Set out the rows, from their first line through the line containing "box: [0, 0, 1200, 335]", as a JSON list of strings with one string per line and any blank lines omitted.

━━ INPUT ━━

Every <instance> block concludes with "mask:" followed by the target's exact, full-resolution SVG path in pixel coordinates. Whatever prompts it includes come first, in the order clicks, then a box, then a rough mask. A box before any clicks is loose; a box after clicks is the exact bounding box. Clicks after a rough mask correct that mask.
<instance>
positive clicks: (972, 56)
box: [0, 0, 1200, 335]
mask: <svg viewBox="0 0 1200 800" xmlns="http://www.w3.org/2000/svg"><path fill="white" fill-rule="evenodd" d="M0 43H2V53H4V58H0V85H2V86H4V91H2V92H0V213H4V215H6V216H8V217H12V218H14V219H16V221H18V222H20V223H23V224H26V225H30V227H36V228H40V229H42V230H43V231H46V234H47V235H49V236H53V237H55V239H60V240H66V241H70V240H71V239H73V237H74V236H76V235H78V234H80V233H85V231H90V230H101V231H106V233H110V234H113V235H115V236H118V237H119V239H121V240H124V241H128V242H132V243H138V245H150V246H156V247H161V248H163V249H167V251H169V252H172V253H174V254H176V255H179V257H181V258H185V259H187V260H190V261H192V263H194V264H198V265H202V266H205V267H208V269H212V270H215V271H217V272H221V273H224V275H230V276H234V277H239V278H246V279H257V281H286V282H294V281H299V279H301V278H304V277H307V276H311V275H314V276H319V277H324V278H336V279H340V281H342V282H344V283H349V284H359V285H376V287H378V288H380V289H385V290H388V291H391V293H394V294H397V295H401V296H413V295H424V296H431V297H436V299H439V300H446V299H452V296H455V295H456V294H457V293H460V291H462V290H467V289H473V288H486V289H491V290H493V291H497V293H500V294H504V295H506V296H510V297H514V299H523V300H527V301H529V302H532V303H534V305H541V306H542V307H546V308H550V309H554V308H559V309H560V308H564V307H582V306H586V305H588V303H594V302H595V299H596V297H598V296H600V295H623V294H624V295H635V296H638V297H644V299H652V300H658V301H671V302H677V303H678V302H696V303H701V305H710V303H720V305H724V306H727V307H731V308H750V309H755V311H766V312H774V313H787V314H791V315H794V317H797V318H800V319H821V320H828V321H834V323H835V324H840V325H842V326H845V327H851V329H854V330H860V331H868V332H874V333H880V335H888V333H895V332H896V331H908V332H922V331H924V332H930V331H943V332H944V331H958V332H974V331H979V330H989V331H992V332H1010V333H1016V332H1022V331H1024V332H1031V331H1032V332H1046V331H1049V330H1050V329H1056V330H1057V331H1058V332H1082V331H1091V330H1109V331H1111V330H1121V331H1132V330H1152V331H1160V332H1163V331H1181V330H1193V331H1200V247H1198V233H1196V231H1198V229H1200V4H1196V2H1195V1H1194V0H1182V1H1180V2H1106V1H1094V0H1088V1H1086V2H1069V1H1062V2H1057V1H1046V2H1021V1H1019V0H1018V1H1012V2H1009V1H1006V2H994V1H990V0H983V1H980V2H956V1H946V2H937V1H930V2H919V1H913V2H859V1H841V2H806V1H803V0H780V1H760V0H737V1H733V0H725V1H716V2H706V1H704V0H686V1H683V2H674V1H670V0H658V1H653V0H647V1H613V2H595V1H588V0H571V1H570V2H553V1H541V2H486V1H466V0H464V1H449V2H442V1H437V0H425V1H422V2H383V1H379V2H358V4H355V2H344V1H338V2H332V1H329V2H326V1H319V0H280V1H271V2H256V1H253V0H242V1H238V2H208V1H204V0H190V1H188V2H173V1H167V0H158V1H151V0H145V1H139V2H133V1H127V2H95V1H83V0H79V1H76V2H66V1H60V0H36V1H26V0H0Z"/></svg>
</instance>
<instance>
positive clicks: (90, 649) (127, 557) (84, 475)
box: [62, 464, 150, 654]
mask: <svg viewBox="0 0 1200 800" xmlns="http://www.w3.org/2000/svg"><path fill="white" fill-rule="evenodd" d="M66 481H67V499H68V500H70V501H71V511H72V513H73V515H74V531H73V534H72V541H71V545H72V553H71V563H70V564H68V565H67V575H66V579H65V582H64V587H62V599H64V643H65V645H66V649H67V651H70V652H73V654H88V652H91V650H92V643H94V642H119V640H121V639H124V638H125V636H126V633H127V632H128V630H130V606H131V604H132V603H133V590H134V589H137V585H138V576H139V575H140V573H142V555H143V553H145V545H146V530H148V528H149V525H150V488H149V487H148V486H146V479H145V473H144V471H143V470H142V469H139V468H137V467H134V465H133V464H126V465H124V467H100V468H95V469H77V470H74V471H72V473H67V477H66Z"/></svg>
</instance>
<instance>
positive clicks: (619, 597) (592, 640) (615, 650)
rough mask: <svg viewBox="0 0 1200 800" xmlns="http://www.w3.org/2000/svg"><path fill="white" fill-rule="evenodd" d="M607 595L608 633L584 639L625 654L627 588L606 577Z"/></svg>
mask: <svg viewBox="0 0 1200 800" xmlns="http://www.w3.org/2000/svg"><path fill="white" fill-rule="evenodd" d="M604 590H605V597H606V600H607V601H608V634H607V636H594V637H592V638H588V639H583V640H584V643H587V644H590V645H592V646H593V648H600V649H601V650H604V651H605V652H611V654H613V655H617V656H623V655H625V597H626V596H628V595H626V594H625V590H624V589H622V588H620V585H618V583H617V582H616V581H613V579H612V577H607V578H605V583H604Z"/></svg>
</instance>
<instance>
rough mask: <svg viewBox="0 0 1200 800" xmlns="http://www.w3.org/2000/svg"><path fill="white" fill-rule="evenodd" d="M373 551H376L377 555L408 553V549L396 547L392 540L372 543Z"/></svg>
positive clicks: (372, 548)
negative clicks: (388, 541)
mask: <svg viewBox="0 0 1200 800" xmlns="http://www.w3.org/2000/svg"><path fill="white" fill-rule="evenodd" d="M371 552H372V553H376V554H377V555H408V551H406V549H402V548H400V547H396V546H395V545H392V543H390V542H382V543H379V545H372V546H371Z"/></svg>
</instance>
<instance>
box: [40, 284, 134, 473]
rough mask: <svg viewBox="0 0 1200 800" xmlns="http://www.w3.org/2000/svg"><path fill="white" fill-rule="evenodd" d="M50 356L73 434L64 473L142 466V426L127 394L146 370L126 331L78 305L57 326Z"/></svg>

━━━

* _ANSWER SPACE_:
[
  "Every <instance> block concludes with \"mask:\" followed by the target's exact, full-resolution SVG path in pixel coordinates. Whatever prompts it includes come first, in the order clicks, then a box, then a rough mask. A box before any clicks is loose; a box after clicks is the exact bounding box. Clicks after a rough mask correct that mask.",
  "<instance>",
  "positive clicks: (972, 56)",
  "box: [0, 0, 1200, 335]"
]